== MATERIAL TO PROCESS

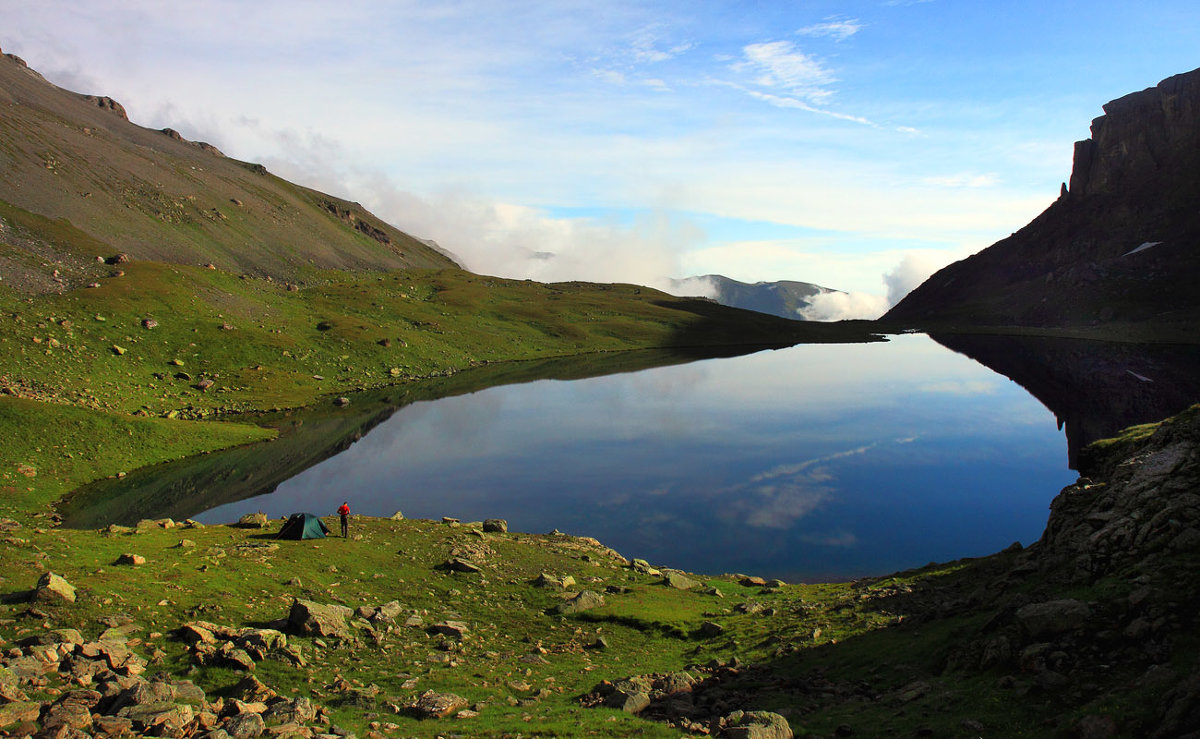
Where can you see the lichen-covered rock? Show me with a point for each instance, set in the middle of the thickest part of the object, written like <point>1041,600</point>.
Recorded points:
<point>53,588</point>
<point>432,704</point>
<point>1053,617</point>
<point>586,600</point>
<point>310,618</point>
<point>755,725</point>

====

• WHAT TO DO: Please repeat the data above with "lichen-covered rock" replaced by "moss-covered stone" and nothing else changed. Leave out the pictures.

• SOLUTION TO THE PROBLEM:
Where can you see the moss-covered stone? Show me with a point for each instance, set in the middle of the thickest part of the object, written like <point>1041,600</point>.
Recorded points:
<point>53,588</point>
<point>432,704</point>
<point>1053,617</point>
<point>586,600</point>
<point>310,618</point>
<point>755,725</point>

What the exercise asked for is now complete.